Records for this task

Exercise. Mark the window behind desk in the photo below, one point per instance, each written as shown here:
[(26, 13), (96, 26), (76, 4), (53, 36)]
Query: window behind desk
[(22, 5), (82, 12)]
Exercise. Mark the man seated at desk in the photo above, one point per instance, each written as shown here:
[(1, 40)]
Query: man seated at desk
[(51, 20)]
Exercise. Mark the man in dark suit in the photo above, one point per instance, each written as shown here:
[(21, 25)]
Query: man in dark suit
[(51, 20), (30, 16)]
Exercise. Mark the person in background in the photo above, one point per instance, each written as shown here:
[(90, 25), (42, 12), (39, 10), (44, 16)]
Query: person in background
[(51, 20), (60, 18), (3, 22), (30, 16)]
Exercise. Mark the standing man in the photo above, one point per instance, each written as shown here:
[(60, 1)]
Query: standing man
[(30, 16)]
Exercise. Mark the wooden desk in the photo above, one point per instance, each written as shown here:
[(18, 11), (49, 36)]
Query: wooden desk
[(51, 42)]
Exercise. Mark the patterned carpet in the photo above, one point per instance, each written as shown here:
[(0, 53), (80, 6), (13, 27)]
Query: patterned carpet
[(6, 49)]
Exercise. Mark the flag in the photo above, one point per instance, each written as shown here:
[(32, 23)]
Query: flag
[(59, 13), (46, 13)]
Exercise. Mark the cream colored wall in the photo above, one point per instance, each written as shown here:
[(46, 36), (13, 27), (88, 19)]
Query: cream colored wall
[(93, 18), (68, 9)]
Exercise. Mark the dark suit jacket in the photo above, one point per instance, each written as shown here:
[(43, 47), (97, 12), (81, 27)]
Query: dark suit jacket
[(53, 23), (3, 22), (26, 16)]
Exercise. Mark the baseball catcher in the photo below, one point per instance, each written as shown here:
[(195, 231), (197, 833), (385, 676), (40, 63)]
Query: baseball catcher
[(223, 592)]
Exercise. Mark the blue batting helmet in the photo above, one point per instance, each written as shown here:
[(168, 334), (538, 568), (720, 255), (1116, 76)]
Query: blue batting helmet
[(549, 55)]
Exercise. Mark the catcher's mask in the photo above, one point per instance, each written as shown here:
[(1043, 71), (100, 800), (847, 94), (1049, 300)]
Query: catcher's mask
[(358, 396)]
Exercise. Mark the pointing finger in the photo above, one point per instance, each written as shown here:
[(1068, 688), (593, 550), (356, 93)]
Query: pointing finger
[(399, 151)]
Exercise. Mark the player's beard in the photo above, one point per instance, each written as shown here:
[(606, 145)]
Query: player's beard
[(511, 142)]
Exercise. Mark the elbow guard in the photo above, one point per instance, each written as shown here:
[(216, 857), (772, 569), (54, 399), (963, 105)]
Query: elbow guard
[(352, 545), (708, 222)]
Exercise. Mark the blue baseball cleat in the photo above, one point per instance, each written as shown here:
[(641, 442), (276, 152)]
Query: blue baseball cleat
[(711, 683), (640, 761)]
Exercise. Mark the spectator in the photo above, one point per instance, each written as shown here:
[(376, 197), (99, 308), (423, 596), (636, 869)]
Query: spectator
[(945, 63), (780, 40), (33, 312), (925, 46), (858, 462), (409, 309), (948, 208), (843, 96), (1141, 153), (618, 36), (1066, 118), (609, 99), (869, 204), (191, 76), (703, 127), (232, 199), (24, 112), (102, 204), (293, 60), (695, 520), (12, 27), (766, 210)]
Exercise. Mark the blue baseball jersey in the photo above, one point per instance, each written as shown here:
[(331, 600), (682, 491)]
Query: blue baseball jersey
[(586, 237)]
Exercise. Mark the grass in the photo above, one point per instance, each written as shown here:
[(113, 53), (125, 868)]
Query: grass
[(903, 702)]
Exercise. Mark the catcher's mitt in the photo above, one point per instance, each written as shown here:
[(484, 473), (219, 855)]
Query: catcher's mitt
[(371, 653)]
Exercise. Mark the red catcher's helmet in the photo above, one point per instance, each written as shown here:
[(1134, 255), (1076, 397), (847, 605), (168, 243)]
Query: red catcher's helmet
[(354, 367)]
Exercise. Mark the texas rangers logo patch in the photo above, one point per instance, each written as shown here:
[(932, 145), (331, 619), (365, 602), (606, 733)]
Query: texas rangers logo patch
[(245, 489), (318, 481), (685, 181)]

Description of the task
Reproduce everything from the line containing "Exercise. Mark the catcher's mask" down to the line containing "27), (766, 210)]", renaming "spectator" to "onlooker" and leaving everything else unchanged.

Response below
Exercise. Mark the catcher's mask in the photo above, one point per instance, each written as shown here:
[(1043, 71), (100, 800), (847, 94), (1049, 300)]
Query: catcher's mask
[(358, 396)]
Exercise. Mark the pointing finger in the photo above, one point per instance, each written as shown here:
[(1068, 688), (593, 550), (356, 93)]
Query: pointing finger
[(399, 151)]
Exercise. Mark the player's beard in the photo above, one point per instance, each written as shown here:
[(606, 145)]
Query: player's beard
[(511, 142)]
Exercise. Mark the elbow guard in the photo above, one point per instance, each written as shown here:
[(216, 857), (772, 569), (54, 399), (963, 105)]
Query: elbow guard
[(352, 545), (708, 222)]
Exercise. Mark the blue baseball cleat in the photo above, one point per instance, each written as shown here:
[(641, 442), (276, 152)]
Query: blue baseball cleat
[(711, 683), (640, 761)]
Exercise. Mark the onlooker in the photo above, one point per instance, each written as shown here:
[(376, 197), (99, 308), (423, 596), (636, 869)]
Query: onlooker
[(945, 63), (780, 40), (33, 312), (925, 46), (858, 462), (409, 309), (948, 208), (843, 96), (1141, 153), (618, 36), (1066, 118), (609, 99), (869, 204), (191, 76), (703, 127), (232, 199), (24, 112), (102, 204), (293, 60), (695, 520), (12, 27), (766, 210)]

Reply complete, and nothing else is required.